● WHAT YOU WILL DO:
#1 Answer these questions from the biography of Halle Tanner Dillon Johnson:
(a) In what city and state was she born?
(b) Whom did she marry in June 1886?
(c) In what year did she graduate from the Women's Medical College of Pennsylvania?
#2 In the biography of Halle Tanner Dillon Johnson, rewrite the passage from "In June 1886, she" to "honors in 1891.", swapping "pneumonia" for "tuberculosis".
#3 For each statement, say whether it agrees with the biography of Halle Tanner Dillon Johnson, and quote the words that decide it.
(a) She was the youngest of nine siblings.
(b) The painter Henry Ossawa Tanner was her brother.
(c) She entered the Women's Medical College of Pennsylvania at the age of 24.

● DOCUMENT EXCERPT:
= = = =
Halle Tanner Dillon Johnson (October 17, 1864 – April 26, 1901) was an American physician. She was the first black woman, as well as woman of any race, to be licensed as a physician in Alabama.

Biography

Early years

Johnson was born Halle Tanner in Pittsburgh, Pennsylvania, the oldest daughter of Benjamin Tucker Tanner and Sarah Elizabeth Tanner, who were prominent figures in the local African-American community. She was the oldest of nine siblings, four sisters, two brothers, and two siblings who died in infancy. Benjamin was a minister at the African Methodist Episcopal Church in Pittsburgh that also wrote several books, and Halle worked with him to publish the Christian Recorder, a publication of the church. Her brother was the painter Henry Ossawa Tanner. Her niece was Sadie Tanner Mossell Alexander, the first black woman in the United States to received a Ph.D and the first president of Delta Sigma Theta.

In June 1886, she married Charles Dillon who died from pneumonia about two years after their marriage and they had a child together named Sadie in 1887. Johnson, then Halle Dillon, returned home to her family and entered the Women's Medical College of Pennsylvania at the age of 24, graduating with honors in 1891.
= = = =
● EXTRACTED INFORMATION:
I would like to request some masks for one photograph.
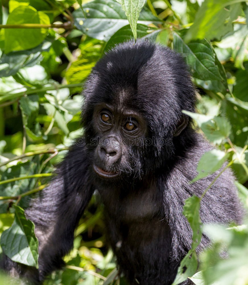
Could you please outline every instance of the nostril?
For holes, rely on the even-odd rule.
[[[106,154],[107,153],[107,152],[106,151],[105,149],[103,147],[101,148],[101,151],[102,152],[103,152],[104,153],[105,153]]]
[[[111,156],[114,156],[116,154],[116,151],[112,151],[111,152],[109,153],[109,155]]]

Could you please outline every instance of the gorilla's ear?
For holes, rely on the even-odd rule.
[[[174,131],[173,137],[177,137],[187,127],[189,123],[189,117],[183,115],[177,125],[176,129]]]

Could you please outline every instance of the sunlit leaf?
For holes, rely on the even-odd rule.
[[[205,0],[196,13],[194,24],[186,34],[185,41],[204,38],[219,40],[232,30],[232,22],[241,13],[241,6],[237,3],[226,9],[226,6],[230,3],[229,0]]]
[[[137,26],[140,13],[146,3],[145,0],[116,0],[122,7],[129,22],[134,39],[137,38]]]
[[[205,152],[200,159],[197,166],[197,170],[199,174],[191,182],[206,177],[220,169],[228,156],[224,152],[215,149]]]
[[[48,16],[31,6],[18,6],[9,14],[8,25],[24,24],[49,24]],[[5,52],[32,48],[43,41],[47,33],[47,29],[7,29],[5,32]]]
[[[27,220],[23,209],[15,206],[15,219],[11,227],[1,236],[1,246],[11,260],[38,268],[38,240],[34,234],[34,225]]]
[[[94,38],[107,41],[121,28],[128,24],[121,6],[114,0],[94,0],[82,6],[86,19],[80,9],[73,15],[77,28]],[[160,21],[150,11],[144,9],[141,13],[138,23],[148,24]]]

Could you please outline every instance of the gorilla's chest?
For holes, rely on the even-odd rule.
[[[126,191],[118,189],[98,190],[109,214],[125,222],[139,221],[158,216],[162,199],[153,188]]]

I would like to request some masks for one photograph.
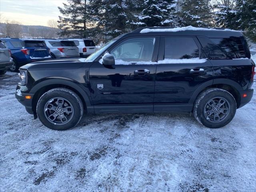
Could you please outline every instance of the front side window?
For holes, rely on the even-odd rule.
[[[165,37],[164,59],[199,58],[199,50],[192,37]]]
[[[246,57],[242,41],[239,37],[211,38],[210,40],[232,59]]]
[[[110,52],[115,59],[128,62],[151,61],[155,38],[132,38],[122,42]]]

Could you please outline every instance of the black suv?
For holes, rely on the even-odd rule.
[[[15,95],[54,130],[73,127],[84,112],[192,112],[199,123],[217,128],[252,96],[250,57],[239,31],[140,28],[86,59],[21,67]]]

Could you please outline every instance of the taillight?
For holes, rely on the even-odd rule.
[[[256,73],[255,72],[255,71],[254,71],[254,70],[255,69],[255,67],[254,66],[252,66],[252,81],[253,82],[253,78],[254,77],[254,75]]]
[[[22,49],[20,50],[25,55],[29,55],[29,50],[28,49]]]
[[[64,52],[64,48],[57,48],[58,50],[59,50],[60,52],[62,52],[62,53]]]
= = = =
● ANSWERS FOR THE EXERCISE:
#1
(a) Pittsburgh, Pennsylvania
(b) Charles Dillon
(c) 1891

#2
In June 1886, she married Charles Dillon who died from tuberculosis about two years after their marriage and they had a child together named Sadie in 1887. Johnson, then Halle Dillon, returned home to her family and entered the Women's Medical College of Pennsylvania at the age of 24, graduating with honors in 1891.

#3
(a) No: "She was the oldest of nine siblings"
(b) Yes: "Her brother was the painter Henry Ossawa Tanner."
(c) Yes: "entered the Women's Medical College of Pennsylvania at the age of 24"